## TASK OBJECTIVE
In the mailing-list post below, please rewrite the part starting with "I must be doing" and going on through "the new features.", changing "specialised form" to "custom form".

## SOURCE PASSAGE
* * *

Python 2.2, creating new types from base types

Peter Milliken peter.milliken at gtech.com
Thu Jan 17 17:01:30 EST 2002


I would like to create a specialised data type that is essentially a
dictionary of dictionaries (I want to do some algorithmic "fiddling" with
the second key of the data structure i.e. if the second key doesn't match
exactly then search for the closest match for that data). The structure is
like this:

  { x : { y : { z : value}}}

My first thoughts were to use Python 2.2 "special new features" to subclass
the dict type like this, thereby creating a new data type:


class my_dict (dict):

  def __init__ (self):
      self.special_dict = {'1' : {'2' : {'3' : '4'}}}    # Example data to
"try" it all out


Accessing the contents of an instance should (to my way of thinking :-)) be
something like this:

abc = my_dict()

print abc['1']['2']['3']


Now, I wasn't sure how to overload the __getitem__ def but thought it might
be achievable using **args or something like that, I have played around with
several combinations of __getitem__ but can't quite work out how to get this
working. I have used the following without success:


  def __getitem__ (self, key):
     .....

  def __getitem__ (self, **keys):
    .....

I must be doing something fundamentally wrong here, could someone please
point out the obvious for me? :-) It seems like it should work, but
doesn't..... Certainly being able to subclass dict to come up with a
specialised form of dict should be achievable using the new features.

* * *

## AVAILABLE DATA
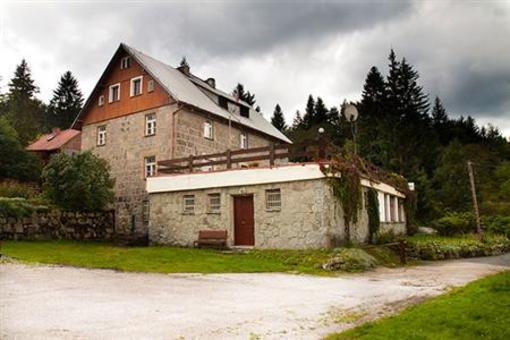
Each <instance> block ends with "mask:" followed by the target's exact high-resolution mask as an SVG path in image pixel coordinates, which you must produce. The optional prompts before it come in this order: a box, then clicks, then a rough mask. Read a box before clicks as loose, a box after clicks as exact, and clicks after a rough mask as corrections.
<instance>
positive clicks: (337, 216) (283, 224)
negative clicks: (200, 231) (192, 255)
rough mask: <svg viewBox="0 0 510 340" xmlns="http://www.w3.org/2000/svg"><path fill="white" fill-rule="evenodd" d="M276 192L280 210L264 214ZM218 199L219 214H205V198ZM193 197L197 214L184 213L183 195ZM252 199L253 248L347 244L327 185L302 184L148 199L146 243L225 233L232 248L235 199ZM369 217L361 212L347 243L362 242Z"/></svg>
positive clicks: (339, 219) (329, 190)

* * *

## PROBLEM SOLUTION
I must be doing something fundamentally wrong here, could someone please
point out the obvious for me? :-) It seems like it should work, but
doesn't..... Certainly being able to subclass dict to come up with a
custom form of dict should be achievable using the new features.